Extracted data entries:
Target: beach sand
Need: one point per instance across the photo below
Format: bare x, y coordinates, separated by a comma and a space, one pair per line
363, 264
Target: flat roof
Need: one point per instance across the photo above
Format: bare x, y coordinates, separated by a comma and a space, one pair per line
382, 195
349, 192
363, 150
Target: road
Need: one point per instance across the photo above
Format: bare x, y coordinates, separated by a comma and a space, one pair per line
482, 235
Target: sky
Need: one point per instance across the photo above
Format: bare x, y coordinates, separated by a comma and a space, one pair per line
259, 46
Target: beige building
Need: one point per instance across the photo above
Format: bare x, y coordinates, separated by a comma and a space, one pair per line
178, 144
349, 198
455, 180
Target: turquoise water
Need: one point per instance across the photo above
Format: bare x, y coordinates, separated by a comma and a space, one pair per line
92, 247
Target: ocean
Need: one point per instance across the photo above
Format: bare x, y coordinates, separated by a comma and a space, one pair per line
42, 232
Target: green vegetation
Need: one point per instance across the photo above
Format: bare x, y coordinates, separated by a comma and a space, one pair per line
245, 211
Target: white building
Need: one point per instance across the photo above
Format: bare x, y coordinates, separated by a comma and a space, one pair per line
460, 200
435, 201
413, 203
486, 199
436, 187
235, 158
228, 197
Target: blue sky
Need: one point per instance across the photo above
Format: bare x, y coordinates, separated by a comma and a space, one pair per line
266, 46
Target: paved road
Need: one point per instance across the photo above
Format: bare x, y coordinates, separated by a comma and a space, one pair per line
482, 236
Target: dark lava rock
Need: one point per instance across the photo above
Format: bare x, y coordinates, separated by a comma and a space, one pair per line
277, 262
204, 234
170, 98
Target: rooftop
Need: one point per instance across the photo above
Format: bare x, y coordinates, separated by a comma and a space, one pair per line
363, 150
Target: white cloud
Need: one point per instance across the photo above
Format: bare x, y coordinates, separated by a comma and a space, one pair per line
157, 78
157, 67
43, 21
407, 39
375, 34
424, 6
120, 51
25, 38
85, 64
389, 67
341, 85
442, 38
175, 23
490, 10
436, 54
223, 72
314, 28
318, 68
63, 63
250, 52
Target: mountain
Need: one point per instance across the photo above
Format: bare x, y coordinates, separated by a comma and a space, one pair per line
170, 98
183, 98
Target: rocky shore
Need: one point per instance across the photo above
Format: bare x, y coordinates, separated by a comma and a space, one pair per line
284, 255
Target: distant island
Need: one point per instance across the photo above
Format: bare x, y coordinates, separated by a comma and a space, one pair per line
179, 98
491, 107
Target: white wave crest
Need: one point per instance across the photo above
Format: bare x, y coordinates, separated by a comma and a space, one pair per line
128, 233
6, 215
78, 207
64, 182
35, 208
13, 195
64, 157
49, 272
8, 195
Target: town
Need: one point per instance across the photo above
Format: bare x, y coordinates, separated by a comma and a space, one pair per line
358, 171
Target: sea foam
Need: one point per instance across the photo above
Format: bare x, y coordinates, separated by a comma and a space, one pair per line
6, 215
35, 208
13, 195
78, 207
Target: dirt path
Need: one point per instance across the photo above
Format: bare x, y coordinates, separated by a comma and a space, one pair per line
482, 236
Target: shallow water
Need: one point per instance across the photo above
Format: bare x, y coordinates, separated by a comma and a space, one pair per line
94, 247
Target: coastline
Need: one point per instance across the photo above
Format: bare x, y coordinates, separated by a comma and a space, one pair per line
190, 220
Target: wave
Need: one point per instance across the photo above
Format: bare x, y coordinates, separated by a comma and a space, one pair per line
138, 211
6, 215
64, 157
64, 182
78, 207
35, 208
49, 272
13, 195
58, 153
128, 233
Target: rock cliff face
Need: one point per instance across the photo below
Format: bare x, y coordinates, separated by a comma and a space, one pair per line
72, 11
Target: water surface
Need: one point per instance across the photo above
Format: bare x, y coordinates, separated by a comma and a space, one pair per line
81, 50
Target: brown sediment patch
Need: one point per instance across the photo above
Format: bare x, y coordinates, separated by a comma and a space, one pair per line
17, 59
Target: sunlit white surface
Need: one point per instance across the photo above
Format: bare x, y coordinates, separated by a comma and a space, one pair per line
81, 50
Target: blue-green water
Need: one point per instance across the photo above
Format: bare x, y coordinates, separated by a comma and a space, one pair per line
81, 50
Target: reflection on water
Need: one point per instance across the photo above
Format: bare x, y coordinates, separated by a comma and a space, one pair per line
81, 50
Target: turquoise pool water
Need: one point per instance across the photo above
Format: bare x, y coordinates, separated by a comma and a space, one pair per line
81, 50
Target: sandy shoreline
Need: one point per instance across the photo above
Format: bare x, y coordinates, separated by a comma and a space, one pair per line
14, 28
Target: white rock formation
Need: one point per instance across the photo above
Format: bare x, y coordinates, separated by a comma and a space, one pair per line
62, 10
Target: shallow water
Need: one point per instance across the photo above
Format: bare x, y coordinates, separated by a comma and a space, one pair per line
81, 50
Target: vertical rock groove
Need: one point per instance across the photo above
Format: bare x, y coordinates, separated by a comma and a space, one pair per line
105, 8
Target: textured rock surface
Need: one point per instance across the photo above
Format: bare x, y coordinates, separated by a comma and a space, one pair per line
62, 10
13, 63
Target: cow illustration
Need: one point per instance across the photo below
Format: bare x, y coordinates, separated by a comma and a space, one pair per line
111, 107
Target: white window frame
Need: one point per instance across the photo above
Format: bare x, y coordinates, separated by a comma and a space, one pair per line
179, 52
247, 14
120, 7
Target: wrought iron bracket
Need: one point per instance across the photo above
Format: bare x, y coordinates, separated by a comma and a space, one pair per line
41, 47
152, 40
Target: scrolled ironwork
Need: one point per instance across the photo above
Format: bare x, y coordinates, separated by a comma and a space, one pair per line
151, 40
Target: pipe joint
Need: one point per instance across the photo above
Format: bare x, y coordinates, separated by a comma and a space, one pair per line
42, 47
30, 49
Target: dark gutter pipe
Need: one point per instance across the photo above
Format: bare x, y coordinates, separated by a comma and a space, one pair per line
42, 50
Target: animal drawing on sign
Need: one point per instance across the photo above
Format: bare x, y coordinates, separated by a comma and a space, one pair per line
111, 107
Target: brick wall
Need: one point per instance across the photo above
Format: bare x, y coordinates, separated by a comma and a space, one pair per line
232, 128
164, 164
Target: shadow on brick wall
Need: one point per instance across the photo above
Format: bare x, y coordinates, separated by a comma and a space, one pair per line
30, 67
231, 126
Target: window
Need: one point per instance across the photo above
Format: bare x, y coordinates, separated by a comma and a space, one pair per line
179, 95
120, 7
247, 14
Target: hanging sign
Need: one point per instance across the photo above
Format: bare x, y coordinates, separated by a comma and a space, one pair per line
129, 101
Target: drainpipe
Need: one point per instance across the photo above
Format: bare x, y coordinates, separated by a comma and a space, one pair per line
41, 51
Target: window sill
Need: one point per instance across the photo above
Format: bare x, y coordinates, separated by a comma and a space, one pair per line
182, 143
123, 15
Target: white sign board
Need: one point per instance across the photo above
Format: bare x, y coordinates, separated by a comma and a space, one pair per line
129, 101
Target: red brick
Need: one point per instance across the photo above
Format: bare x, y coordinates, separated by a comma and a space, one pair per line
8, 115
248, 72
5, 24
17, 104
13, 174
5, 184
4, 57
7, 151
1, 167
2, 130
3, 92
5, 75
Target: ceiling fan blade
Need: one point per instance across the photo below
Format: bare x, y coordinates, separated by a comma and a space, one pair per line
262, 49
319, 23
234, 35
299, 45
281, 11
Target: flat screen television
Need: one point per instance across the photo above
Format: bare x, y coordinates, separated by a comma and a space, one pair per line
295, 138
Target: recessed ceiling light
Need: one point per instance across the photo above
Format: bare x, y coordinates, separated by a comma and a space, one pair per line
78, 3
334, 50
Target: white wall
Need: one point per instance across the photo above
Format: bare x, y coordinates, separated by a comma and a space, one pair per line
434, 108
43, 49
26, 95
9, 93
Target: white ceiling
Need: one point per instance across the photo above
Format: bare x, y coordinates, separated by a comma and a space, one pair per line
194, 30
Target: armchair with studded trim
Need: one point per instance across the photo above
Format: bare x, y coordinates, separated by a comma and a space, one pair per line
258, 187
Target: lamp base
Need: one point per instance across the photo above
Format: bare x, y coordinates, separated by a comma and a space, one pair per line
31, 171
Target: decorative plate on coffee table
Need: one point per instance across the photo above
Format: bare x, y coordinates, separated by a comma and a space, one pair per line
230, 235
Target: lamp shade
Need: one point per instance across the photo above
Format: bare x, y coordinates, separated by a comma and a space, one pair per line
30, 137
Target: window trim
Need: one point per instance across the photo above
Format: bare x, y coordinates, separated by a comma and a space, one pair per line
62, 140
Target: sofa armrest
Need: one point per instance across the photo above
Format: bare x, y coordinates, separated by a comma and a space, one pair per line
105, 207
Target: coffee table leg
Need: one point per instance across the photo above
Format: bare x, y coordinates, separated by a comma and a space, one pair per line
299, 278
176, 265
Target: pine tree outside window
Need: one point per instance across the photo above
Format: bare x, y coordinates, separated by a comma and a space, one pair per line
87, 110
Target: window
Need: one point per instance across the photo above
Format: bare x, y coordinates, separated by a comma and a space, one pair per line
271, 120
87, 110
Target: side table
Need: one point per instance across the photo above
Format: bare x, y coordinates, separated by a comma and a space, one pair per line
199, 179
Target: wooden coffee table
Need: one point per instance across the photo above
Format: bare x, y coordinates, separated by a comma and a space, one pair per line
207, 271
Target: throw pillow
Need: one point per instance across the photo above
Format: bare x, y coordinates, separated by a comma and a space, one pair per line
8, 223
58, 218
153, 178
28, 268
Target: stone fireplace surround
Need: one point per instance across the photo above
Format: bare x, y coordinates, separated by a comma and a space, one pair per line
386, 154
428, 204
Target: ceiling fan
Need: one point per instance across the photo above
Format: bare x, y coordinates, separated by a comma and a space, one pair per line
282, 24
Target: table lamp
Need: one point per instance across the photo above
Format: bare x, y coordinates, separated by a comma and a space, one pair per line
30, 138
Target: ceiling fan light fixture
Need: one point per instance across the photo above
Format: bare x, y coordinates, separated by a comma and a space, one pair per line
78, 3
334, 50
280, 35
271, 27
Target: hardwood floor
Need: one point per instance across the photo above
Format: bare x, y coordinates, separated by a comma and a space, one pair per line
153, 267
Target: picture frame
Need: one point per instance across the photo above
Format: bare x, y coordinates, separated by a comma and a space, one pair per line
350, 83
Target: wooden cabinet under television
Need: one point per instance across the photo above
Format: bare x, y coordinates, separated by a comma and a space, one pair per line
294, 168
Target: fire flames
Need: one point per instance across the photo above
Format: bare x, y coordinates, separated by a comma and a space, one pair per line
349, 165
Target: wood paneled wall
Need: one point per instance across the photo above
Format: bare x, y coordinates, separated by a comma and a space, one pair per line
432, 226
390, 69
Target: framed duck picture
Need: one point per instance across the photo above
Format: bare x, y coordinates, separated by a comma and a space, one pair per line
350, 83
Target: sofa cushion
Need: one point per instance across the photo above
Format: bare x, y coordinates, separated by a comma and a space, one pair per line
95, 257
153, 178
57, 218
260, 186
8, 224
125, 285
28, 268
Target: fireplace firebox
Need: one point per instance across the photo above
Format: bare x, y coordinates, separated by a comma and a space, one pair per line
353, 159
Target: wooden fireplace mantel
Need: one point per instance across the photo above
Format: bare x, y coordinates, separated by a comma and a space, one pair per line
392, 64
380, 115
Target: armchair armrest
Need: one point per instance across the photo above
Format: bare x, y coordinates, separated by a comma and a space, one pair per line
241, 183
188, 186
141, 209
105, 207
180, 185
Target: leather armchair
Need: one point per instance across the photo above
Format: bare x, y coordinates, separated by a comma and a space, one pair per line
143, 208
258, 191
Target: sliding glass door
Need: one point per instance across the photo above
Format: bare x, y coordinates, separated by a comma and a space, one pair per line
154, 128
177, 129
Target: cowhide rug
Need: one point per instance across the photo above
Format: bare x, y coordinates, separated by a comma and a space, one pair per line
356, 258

What you have to do:
Quote every line from the line containing "Target: leather armchair" through the closing line of the listing, including both.

Response to this task:
Target: leather armchair
Need: one point per instance across the photo above
Format: bare x, y coordinates, separated by a comma and a space, one pair per line
143, 208
258, 191
Target: sliding glass door
Need: one point per instance across the photo above
Format: bare x, y coordinates, separated by a comma and a space, one pair per line
154, 128
177, 129
Target: cowhide rug
Need: one point per instance across the photo above
Format: bare x, y coordinates, separated by a comma and a space, one pair per line
356, 258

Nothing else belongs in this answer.